### 抜粋
== == ==

加部島に鎮座する田島神社は、田島三神(田心姫尊・市杵島姫尊・湍津姫尊)を主祭神とし、中央の第一座に田心姫尊、向かって右手に第二座の市杵島姫尊、左手に第三座の湍津姫尊。相殿に大山祇神と稚武王を祀っています。肥前国の式内四社のうち唯一の大社です。
創始は遠い神代、天照大御神と素盞嗚尊と十握剣の誓約で田心姫尊・市杵島姫尊・湍津姫尊が御顕現されます。当地は、その三柱の姫神の鎮座する島であるため、島の名を姫島・姫神嶋と称したとされています。

== == ==

### バウンディングボックスのラベル付け用エントリ

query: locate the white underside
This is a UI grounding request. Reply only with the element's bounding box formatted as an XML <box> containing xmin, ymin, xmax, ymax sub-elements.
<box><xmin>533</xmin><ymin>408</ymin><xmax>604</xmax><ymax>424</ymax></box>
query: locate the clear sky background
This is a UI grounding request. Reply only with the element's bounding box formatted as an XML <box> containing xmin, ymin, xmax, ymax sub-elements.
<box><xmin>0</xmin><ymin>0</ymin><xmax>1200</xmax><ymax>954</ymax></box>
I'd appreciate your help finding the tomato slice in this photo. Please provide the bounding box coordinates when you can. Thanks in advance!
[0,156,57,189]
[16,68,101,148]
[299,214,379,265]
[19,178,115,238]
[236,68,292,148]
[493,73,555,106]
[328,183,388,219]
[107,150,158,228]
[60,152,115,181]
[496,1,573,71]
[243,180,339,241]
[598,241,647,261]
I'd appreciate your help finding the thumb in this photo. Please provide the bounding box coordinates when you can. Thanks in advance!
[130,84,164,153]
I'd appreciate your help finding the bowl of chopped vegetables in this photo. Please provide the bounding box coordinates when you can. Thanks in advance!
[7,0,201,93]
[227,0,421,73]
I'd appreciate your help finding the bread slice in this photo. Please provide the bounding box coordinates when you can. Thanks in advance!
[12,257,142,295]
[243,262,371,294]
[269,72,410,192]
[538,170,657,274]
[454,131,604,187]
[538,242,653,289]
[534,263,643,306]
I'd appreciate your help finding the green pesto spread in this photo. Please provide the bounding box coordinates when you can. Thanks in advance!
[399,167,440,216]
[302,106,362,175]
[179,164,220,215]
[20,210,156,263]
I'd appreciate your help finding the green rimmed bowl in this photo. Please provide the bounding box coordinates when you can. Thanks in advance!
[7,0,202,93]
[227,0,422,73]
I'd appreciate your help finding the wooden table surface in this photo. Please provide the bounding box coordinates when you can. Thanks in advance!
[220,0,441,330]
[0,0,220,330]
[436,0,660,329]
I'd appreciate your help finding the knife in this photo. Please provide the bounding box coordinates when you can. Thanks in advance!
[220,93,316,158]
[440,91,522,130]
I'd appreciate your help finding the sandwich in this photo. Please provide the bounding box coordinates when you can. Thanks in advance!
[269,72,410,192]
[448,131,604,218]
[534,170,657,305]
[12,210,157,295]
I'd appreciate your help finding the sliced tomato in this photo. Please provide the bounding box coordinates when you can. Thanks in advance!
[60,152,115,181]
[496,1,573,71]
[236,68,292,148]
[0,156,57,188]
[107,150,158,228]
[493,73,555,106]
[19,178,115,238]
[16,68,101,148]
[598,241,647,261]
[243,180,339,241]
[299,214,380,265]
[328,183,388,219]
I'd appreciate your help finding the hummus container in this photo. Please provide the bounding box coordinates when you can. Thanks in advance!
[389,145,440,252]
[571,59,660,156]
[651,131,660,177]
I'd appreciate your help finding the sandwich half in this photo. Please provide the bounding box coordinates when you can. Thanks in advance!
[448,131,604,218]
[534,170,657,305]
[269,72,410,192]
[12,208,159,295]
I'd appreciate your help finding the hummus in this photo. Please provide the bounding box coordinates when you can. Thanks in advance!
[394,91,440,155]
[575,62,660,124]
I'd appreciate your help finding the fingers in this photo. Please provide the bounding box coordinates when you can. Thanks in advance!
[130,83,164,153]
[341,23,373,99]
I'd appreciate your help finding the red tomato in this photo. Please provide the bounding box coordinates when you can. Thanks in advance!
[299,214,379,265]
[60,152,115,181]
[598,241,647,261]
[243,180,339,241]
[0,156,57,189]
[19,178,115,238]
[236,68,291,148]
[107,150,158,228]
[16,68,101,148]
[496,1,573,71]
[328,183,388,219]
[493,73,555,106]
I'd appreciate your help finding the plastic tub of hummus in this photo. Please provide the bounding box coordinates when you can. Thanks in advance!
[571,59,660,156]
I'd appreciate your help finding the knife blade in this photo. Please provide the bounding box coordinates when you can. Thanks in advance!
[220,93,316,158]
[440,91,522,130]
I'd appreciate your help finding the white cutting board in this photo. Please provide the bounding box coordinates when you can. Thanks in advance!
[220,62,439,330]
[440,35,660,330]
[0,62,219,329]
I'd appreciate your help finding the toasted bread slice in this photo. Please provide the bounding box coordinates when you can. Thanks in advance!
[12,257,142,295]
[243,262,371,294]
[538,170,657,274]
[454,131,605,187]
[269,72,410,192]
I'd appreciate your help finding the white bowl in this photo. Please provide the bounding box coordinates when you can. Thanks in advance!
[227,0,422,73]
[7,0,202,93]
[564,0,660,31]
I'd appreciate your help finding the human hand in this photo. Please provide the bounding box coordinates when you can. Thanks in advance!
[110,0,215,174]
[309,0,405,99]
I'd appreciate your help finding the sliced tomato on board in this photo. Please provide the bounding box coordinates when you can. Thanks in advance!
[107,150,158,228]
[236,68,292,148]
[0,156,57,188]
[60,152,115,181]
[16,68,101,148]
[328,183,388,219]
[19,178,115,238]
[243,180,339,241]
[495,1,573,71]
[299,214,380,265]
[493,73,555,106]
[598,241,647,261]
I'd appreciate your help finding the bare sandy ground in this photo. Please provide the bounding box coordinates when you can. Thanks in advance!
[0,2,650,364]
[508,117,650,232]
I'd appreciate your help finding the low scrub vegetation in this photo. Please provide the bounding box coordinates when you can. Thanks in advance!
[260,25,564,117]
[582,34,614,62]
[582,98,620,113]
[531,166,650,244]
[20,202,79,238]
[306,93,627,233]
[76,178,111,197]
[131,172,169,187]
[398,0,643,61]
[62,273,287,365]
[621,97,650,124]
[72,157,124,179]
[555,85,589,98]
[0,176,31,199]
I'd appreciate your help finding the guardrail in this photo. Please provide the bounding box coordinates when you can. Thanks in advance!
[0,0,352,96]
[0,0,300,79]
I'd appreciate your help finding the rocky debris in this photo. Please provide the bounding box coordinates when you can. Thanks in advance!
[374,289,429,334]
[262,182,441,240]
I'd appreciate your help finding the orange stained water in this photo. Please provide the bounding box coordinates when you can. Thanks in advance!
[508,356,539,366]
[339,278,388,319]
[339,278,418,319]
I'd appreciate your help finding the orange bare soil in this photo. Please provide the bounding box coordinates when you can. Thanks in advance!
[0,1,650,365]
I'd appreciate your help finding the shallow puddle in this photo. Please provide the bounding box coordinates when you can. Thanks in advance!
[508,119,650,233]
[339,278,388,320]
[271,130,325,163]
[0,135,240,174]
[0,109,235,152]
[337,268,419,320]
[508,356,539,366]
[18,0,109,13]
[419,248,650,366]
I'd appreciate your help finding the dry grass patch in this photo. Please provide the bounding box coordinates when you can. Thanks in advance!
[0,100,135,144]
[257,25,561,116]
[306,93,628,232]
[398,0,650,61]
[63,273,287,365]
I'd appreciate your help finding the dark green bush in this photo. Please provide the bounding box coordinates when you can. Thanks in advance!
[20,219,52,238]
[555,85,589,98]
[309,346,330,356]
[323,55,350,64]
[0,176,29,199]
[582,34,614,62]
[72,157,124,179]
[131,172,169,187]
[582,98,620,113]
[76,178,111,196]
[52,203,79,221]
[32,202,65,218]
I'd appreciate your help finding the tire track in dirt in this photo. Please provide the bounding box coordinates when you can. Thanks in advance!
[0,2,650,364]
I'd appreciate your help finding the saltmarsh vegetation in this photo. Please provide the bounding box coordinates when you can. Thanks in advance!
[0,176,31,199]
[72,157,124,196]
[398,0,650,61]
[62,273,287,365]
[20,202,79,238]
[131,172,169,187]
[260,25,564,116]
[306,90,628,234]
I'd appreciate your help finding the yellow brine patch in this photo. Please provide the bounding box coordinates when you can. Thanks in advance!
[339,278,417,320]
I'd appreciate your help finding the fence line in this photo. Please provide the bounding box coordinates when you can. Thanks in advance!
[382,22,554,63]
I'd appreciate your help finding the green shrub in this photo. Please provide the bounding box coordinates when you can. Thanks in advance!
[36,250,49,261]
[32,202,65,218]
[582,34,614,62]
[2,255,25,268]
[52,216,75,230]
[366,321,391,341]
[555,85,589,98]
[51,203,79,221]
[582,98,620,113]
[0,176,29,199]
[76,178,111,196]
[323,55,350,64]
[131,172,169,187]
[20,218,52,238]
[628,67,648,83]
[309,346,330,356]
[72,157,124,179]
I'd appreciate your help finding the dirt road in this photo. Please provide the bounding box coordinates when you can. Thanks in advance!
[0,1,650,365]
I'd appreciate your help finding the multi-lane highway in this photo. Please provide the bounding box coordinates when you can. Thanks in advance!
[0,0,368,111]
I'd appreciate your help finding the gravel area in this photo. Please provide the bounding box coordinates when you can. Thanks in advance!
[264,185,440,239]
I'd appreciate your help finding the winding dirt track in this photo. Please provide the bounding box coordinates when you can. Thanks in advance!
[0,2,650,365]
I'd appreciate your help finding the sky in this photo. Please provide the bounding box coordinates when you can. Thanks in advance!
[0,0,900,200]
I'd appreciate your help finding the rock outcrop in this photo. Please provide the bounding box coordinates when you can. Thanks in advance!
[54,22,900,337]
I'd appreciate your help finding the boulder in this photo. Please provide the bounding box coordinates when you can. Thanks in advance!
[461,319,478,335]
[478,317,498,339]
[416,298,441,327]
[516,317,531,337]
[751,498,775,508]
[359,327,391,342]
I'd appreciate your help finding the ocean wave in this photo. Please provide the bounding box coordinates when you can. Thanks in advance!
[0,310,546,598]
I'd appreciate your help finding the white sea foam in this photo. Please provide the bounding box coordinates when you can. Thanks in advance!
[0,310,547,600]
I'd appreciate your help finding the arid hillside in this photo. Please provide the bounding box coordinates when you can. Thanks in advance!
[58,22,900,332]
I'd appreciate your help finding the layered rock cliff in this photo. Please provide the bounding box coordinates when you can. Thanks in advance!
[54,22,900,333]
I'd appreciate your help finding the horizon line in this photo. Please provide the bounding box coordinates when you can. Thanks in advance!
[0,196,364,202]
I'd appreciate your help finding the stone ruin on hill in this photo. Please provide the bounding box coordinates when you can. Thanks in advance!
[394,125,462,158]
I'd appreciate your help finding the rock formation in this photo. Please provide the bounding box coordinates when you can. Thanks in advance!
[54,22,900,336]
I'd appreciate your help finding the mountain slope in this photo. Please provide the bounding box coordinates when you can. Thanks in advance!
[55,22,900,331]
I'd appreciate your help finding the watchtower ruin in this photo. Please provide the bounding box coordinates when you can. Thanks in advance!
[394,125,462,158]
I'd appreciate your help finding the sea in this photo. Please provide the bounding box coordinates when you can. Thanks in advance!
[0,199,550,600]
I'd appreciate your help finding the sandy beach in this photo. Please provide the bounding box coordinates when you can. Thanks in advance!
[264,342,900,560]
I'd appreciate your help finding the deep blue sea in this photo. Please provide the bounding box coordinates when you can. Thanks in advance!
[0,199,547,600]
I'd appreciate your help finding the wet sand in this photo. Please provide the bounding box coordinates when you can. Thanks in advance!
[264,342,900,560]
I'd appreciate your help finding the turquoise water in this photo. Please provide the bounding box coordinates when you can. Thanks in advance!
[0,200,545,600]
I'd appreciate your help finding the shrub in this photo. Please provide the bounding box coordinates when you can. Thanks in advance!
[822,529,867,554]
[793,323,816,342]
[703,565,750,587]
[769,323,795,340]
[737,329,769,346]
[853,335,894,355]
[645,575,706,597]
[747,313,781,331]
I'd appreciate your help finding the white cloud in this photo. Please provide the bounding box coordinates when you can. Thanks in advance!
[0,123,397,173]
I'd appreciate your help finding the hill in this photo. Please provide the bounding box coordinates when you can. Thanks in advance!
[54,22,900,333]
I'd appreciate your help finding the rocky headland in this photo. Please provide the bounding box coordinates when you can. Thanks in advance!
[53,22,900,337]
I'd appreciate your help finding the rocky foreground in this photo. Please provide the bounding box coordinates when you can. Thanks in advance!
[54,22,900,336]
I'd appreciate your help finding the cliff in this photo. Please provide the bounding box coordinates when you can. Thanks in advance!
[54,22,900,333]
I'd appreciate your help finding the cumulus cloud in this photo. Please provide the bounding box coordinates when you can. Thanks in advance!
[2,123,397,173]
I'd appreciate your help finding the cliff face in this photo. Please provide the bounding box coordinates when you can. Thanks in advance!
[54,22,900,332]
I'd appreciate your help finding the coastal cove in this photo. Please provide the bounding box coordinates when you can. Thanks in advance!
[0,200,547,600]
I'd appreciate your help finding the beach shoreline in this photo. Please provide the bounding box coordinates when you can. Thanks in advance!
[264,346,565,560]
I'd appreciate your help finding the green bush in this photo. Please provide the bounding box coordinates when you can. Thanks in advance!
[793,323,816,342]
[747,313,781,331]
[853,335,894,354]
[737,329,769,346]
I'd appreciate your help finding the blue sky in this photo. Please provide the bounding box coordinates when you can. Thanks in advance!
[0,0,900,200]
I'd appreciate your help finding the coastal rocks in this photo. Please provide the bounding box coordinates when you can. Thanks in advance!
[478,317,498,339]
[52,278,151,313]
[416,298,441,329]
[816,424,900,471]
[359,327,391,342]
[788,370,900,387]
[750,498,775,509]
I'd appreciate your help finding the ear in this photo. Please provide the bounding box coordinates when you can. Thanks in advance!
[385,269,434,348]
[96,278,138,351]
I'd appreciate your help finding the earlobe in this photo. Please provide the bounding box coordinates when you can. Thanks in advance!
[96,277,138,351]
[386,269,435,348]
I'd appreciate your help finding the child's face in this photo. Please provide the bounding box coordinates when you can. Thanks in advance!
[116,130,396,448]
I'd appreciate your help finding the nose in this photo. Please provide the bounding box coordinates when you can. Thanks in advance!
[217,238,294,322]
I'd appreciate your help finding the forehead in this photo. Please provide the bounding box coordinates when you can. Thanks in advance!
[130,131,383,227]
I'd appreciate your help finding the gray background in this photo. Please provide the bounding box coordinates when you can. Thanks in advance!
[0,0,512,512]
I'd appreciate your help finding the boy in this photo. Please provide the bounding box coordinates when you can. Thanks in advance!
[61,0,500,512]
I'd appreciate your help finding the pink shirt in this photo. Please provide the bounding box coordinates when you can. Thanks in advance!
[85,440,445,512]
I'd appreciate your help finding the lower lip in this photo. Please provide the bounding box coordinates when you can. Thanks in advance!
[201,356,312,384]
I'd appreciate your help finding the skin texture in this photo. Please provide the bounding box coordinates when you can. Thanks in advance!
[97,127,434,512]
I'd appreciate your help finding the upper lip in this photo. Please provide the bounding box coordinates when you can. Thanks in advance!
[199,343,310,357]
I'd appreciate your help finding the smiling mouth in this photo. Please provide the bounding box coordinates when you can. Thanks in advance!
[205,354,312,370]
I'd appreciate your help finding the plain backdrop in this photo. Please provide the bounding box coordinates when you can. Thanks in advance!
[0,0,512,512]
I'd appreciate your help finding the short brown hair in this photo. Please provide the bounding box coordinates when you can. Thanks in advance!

== == ==

### 作業 1
抜粋では、田島神社の中央の第一座にまつられているのはどの神ですか。
### 作業 2
エントリのうち、"I'd appreciate your help finding the low scrub"を含む行から"[262,182,441,240]"を含む行まで（両端も含む）を、依頼の文もそのまま入れて書き直してください。答えの座標の数字はすべて0.35倍し、四捨五入で整数にしてください（0.5はくり上げ）。その範囲の行だけを出してください。

### 回答 1
田心姫尊です。

### 回答 2
I'd appreciate your help finding the low scrub vegetation in this photo. Please provide the bounding box coordinates when you can. Thanks in advance!
[91,9,197,41]
[204,12,215,22]
[204,34,217,40]
[186,58,228,85]
[7,71,28,83]
[107,33,219,82]
[27,62,39,69]
[46,60,59,65]
[139,0,225,21]
[22,96,100,128]
[217,34,228,43]
[25,55,43,63]
[194,30,206,34]
[0,62,11,70]
I'd appreciate your help finding the guardrail in this photo. Please provide the bounding box coordinates when you can. Thanks in advance!
[0,0,123,34]
[0,0,105,28]
I'd appreciate your help finding the rocky debris in this photo. Please provide the bounding box coordinates when you can. Thanks in advance!
[131,101,150,117]
[92,64,154,84]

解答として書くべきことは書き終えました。